→ **Description of the task**
Write out the interview passage again, starting at "That was Jimmy" and ending at "value drive you?", swapping "discipline" for "persistence".

→ **Page**
----

That was Jimmy Smith, wasn’t he good? On The Sunny Side of the Street. I’m with Matthew Januszek just for a few more minutes and we’ve been talking about all sorts of things; about sharing, about the fact that entrepreneurs go through very, very similar things to each other because of the nature of what it is. They fear failure, they have failures, they move on, you dust yourself off. You talked about discipline, which I think is really important as well. What we haven’t talked about is money. You’ve built this business now. You left school young. It’s done exceptionally well. Does the money drive you? Does the idea of creating value drive you?

Matthew Januszek
Creating value does. You know, having been a multi-millionaire, billionaire, it’s… although sometimes I think that’s nice, it isn’t what drives me you know. I think one of the challenges we have as our business becomes a lot more professional, a lot of the decisions that we’ve made, probably if you’re managing the business from a spreadsheet you would say ‘well why are you doing that?’. Whether it comes down to sort of the lengths we go to in developing products, the things we invest in, like we talked about off the microphone, in terms of investing in the podcast. You know, there is a lot of non-logical things we do because we believe in just making the best product, providing the best value and as a result, that’s probably why we’ve stood out in a very competitive marketplace. You know there’s a lot of people can go to Asia and buy what we do for a lot cheaper, but it’s you know, our belief about, you know, about adding a huge amount of value I think is what drives us. I think the money is important and, I guess, you know, for anyone thinking about it, you know looking at our company, you know, you can’t ignore the bottom line but that can’t be the only thing that drives you and I think if you do, certainly in our sector, I think, it can be quite difficult to stand out from everybody else.

Elliot Moss
There was something you said to that point. You said, “I think, that as an entrepreneur you always want to strive for the next thing; you always think you should be somewhere else. People get caught in the trap of trying to live in tomorrow and never being happy with where they are and I think you end up losing a big part of your life, because of that.” I imagine that informs you, because do you keep it focused and do you keep in the moment as much as you can?

----

→ **Dataset excerpts**
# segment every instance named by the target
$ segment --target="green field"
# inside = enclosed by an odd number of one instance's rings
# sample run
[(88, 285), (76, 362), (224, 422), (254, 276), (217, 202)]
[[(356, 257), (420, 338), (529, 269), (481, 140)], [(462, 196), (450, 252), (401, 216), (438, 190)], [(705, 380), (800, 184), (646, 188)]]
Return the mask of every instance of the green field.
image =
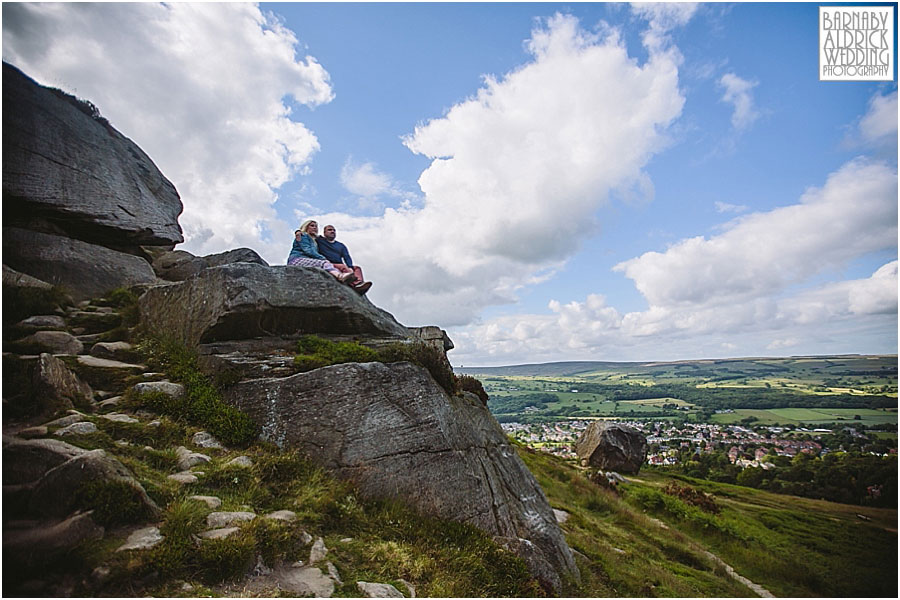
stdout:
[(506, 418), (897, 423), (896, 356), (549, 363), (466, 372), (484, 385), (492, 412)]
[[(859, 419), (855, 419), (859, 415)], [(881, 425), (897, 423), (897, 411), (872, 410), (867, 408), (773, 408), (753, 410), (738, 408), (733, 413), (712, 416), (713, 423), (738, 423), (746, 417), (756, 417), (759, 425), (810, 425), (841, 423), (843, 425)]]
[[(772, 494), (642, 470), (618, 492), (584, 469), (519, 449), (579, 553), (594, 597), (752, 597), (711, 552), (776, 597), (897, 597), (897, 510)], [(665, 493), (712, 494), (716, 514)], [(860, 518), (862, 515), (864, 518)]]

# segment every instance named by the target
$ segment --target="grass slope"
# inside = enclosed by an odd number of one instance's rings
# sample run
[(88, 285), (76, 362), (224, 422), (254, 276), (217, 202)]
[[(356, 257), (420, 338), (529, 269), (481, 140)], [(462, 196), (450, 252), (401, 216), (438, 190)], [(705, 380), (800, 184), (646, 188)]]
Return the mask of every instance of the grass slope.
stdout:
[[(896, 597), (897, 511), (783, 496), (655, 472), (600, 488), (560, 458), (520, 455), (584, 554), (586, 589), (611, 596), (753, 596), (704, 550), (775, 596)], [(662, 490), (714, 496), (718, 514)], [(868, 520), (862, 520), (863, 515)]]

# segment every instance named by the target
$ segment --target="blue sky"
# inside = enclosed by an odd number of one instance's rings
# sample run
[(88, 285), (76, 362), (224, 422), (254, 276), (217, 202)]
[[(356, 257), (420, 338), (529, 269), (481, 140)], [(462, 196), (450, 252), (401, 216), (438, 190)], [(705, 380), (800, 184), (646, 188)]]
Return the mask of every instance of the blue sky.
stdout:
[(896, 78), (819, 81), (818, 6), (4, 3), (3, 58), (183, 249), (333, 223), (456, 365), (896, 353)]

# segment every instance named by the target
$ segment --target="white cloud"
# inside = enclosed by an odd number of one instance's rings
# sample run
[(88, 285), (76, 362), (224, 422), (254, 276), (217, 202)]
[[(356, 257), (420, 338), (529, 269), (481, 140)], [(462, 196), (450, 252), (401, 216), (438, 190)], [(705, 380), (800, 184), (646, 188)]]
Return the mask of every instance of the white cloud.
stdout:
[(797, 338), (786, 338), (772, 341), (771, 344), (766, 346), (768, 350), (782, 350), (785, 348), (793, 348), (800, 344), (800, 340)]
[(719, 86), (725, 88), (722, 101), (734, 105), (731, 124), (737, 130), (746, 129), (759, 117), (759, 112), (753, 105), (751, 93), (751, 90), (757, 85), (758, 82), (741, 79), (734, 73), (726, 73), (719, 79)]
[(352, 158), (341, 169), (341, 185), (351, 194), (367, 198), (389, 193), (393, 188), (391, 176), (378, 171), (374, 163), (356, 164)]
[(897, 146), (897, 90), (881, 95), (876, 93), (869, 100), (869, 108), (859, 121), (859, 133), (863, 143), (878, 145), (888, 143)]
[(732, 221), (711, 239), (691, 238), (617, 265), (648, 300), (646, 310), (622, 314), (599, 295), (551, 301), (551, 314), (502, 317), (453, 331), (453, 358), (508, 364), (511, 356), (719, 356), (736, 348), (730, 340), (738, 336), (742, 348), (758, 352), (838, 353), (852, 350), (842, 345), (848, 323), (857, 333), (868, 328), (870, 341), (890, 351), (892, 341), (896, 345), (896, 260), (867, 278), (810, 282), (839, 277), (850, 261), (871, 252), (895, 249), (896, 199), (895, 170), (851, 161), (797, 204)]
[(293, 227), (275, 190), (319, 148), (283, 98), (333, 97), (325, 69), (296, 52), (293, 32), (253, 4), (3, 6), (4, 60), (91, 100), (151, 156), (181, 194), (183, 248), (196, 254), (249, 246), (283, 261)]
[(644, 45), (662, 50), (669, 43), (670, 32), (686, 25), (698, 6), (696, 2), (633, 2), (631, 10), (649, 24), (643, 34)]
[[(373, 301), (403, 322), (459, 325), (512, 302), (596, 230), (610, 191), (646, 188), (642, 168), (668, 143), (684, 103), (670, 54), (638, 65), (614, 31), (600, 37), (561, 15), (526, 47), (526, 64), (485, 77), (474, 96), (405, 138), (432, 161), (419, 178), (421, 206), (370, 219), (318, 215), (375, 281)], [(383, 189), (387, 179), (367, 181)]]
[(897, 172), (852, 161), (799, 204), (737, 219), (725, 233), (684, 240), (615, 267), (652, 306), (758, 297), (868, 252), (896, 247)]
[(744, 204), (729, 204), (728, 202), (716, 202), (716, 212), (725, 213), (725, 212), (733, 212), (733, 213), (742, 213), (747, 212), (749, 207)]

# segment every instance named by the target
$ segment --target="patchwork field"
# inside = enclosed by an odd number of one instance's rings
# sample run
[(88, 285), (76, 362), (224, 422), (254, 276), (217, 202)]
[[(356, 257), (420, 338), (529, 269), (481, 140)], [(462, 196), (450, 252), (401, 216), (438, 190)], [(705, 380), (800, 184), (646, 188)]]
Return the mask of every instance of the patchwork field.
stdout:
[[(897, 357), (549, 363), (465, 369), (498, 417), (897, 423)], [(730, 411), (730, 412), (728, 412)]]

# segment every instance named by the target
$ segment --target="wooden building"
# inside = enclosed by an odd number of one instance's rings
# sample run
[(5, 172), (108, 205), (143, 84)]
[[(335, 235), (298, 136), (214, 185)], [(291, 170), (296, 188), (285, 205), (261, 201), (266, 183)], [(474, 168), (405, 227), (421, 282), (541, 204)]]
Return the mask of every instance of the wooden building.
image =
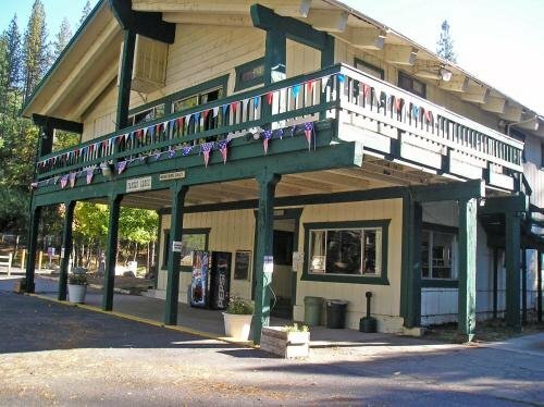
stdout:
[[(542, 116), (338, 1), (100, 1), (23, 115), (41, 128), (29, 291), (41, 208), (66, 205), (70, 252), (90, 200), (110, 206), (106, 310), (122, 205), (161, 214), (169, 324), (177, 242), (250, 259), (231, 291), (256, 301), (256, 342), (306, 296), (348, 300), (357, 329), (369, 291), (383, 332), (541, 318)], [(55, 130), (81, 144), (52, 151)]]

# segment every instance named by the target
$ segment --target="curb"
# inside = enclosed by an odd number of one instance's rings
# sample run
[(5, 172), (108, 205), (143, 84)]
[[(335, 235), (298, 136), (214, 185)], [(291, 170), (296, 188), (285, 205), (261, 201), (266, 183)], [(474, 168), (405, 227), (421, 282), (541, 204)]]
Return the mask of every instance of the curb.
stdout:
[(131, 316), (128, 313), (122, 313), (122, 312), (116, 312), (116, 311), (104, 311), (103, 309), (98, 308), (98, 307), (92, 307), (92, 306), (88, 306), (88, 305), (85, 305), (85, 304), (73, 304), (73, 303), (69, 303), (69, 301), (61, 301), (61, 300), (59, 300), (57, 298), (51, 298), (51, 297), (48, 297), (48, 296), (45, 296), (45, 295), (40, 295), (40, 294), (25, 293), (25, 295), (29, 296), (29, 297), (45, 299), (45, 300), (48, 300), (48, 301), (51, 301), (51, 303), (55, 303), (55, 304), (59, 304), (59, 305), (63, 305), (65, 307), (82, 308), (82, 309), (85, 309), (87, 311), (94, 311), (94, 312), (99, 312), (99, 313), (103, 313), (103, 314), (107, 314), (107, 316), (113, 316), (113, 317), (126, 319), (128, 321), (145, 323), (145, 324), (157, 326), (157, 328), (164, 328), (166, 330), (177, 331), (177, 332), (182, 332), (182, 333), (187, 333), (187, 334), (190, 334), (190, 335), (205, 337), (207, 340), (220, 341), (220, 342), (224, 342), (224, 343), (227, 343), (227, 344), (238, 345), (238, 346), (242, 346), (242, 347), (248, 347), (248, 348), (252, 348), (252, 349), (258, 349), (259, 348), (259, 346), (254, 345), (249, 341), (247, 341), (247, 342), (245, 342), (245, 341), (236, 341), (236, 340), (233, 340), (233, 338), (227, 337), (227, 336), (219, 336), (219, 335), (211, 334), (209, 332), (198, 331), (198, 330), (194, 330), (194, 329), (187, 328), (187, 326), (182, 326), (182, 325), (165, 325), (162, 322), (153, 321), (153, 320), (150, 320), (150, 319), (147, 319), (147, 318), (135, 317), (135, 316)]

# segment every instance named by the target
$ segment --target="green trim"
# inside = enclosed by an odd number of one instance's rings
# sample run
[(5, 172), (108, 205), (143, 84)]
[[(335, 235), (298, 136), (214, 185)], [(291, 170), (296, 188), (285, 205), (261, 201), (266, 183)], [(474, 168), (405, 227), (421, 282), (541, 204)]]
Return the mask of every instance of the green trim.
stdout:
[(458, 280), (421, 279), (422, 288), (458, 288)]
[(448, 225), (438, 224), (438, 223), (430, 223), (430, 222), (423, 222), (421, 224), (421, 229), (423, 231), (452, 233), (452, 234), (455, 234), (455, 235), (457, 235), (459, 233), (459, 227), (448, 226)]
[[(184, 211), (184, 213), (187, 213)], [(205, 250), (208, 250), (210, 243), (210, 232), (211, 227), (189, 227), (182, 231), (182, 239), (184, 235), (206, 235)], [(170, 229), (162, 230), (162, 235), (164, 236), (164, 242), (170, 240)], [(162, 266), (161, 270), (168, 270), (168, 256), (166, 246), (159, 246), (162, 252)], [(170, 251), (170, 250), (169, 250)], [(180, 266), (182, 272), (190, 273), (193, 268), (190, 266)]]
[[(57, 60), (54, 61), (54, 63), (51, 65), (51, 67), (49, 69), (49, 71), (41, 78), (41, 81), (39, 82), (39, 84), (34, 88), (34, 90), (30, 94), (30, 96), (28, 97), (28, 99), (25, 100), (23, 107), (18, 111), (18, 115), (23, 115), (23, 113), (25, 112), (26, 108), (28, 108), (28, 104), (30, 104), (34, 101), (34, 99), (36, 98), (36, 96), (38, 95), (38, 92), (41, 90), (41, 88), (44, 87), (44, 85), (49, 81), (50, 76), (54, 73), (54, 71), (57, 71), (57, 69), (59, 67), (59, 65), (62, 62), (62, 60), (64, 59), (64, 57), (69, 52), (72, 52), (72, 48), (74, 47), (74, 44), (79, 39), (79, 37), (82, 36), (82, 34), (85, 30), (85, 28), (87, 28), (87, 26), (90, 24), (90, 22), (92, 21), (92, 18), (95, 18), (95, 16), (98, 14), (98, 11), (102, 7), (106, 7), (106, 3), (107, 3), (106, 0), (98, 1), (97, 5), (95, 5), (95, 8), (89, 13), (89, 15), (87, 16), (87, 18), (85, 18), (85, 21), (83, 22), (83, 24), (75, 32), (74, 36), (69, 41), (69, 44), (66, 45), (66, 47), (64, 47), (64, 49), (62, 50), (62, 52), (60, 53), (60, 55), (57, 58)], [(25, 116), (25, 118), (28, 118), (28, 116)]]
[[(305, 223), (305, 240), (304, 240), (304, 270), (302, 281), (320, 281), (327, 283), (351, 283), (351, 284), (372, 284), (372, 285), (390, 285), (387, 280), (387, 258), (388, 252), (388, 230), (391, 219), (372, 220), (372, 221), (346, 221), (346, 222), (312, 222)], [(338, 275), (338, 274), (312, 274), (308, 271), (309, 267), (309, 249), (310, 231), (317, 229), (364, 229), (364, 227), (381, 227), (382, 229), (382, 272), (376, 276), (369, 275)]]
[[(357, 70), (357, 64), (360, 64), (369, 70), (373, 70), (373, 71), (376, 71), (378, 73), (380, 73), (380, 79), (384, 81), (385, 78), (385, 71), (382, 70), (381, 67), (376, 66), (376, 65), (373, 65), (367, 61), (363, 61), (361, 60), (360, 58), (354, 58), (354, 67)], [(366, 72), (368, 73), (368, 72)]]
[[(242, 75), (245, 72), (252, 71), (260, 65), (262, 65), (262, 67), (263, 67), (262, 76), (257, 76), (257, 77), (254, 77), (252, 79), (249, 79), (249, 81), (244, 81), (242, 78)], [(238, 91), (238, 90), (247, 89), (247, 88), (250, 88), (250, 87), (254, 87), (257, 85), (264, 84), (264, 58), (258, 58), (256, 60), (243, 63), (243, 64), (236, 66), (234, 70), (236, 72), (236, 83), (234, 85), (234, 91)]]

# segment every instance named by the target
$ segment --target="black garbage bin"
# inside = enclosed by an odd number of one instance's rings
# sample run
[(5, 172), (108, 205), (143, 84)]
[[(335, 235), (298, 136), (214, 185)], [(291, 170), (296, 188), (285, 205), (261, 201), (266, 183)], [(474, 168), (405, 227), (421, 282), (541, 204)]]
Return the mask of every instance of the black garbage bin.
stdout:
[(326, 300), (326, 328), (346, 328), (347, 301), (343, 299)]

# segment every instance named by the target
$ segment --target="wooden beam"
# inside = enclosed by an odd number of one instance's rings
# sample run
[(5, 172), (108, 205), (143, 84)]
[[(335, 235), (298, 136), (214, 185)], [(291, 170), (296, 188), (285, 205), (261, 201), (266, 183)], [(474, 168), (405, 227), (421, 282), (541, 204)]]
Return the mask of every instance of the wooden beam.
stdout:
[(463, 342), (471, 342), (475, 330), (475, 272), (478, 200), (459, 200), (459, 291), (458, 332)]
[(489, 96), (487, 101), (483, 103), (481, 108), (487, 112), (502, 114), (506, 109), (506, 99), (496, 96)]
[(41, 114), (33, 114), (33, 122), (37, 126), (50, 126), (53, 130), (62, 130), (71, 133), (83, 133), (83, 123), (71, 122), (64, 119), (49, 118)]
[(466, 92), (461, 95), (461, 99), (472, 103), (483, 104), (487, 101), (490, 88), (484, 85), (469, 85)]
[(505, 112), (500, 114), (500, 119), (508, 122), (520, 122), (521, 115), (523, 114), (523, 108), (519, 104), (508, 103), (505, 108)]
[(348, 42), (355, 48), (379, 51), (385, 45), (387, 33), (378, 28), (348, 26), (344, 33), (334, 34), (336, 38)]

----

→ **Answer for the task**
That was Jimmy Smith, wasn’t he good? On The Sunny Side of the Street. I’m with Matthew Januszek just for a few more minutes and we’ve been talking about all sorts of things; about sharing, about the fact that entrepreneurs go through very, very similar things to each other because of the nature of what it is. They fear failure, they have failures, they move on, you dust yourself off. You talked about persistence, which I think is really important as well. What we haven’t talked about is money. You’ve built this business now. You left school young. It’s done exceptionally well. Does the money drive you? Does the idea of creating value drive you?